Most of the research was done at the Video and Image Processing Lab of the the University of California at Berkeley. The objective was to invent a new technique for the design of optimal two-dimensional functions used in Matching Pursuit based video codecs. These functions are optimal in the sense that they maximize the PSNR for a given bitrate.

Before 1999, Philippe Schmid-Saugeon has cross-checked several core experiments in the framework of the MPEG-4 standard definition.

Medical Devices - Since 1996

From 1996 to 1999, research was done at the Signal Processing Institute of the the Swiss Federal Institute of Technology at Lausanne, Switzerland. At that time most efforts were put on the design of a computer aided diagnosis system for skin cancer. Dermatoscopic (or dermoscopic) images were processed to mask out the lesions and automatically estimate relevant features. Algorithms had to be designed for segmentation, nonlinear filtering (mainly nonlinear isotropic or anisotropic filters), pattern analysis, symmetry analysis and quantification, etc. The successful results of this research opened the door to new opportunities in the industry.

The first of these opportunities was the design of a computer aided diagnosis system for cervical cancer. This research was done at Medispectra, Inc, and its objective was to detect cervical cancer from the time analysis of acetowhitening. A video sequence showing a cervix after application of acetic acid was acquired to this end. Image and signal processing algorithms were specifically designed to (1) align the images (tracking), (2) segment the images, (3) calibrate the images (real color calibration, not normalization), (4) measure the color of regions as a function of time, (5) extract relevant features from these functions. Based on these features, regions for which histopathology reports existed could be classified. The design of optimal classifiers was also a topic of this research. Early results were very encouraging.

The second opportunity was to design an in vivo system for the estimation of hematocrit. Two techniques were investigated: (1) the measure and analysis of optical density and (2) the use of confocal microscopy. In the second case most efforts were put into the design of a Monte Carlo simulation scheme to study light transport in skin with a confocal source-receptor configuration. This research was done for Intelligent Medical Devices, LLC.

In November 2005, Philippe Schmid-Saugeon joined Berata AG, a technology consulting firm based in Basel, Switzerland. Among other activities, he is involved in a major research project with Haag-Streit AG. He acts as an adviser for image processing technologies and directly participates to the design of image processing algorithms to process and analyze images produced with slit lamps. Major efforts are put on the evaluation of image sensors (CCD and CMOS) under poor lighting conditions (< 50 lux). Algorithms have already been designed for restoration (deblurring and denoising), segmentation, blending, etc.

* [EXERCISE AIM]:
According to the passage, why was a video sequence of a cervix acquired after acetic acid was applied? Answer in one to three sentences. Rely only on the passage to respond.

* [DATASET EXTRACT]:
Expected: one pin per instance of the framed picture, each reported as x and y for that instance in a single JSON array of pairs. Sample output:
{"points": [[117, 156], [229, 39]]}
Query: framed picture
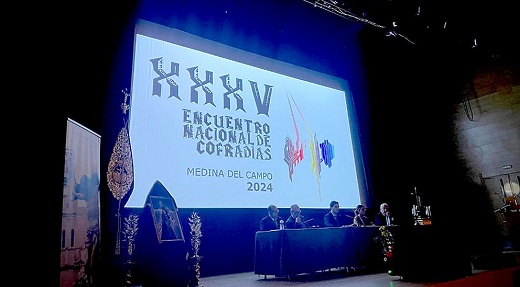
{"points": [[166, 219]]}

* [ANSWER AREA]:
The video sequence was acquired because the research at Medispectra, Inc. aimed to detect cervical cancer from the time analysis of acetowhitening. This required images of the cervix over time after the acetic acid was applied.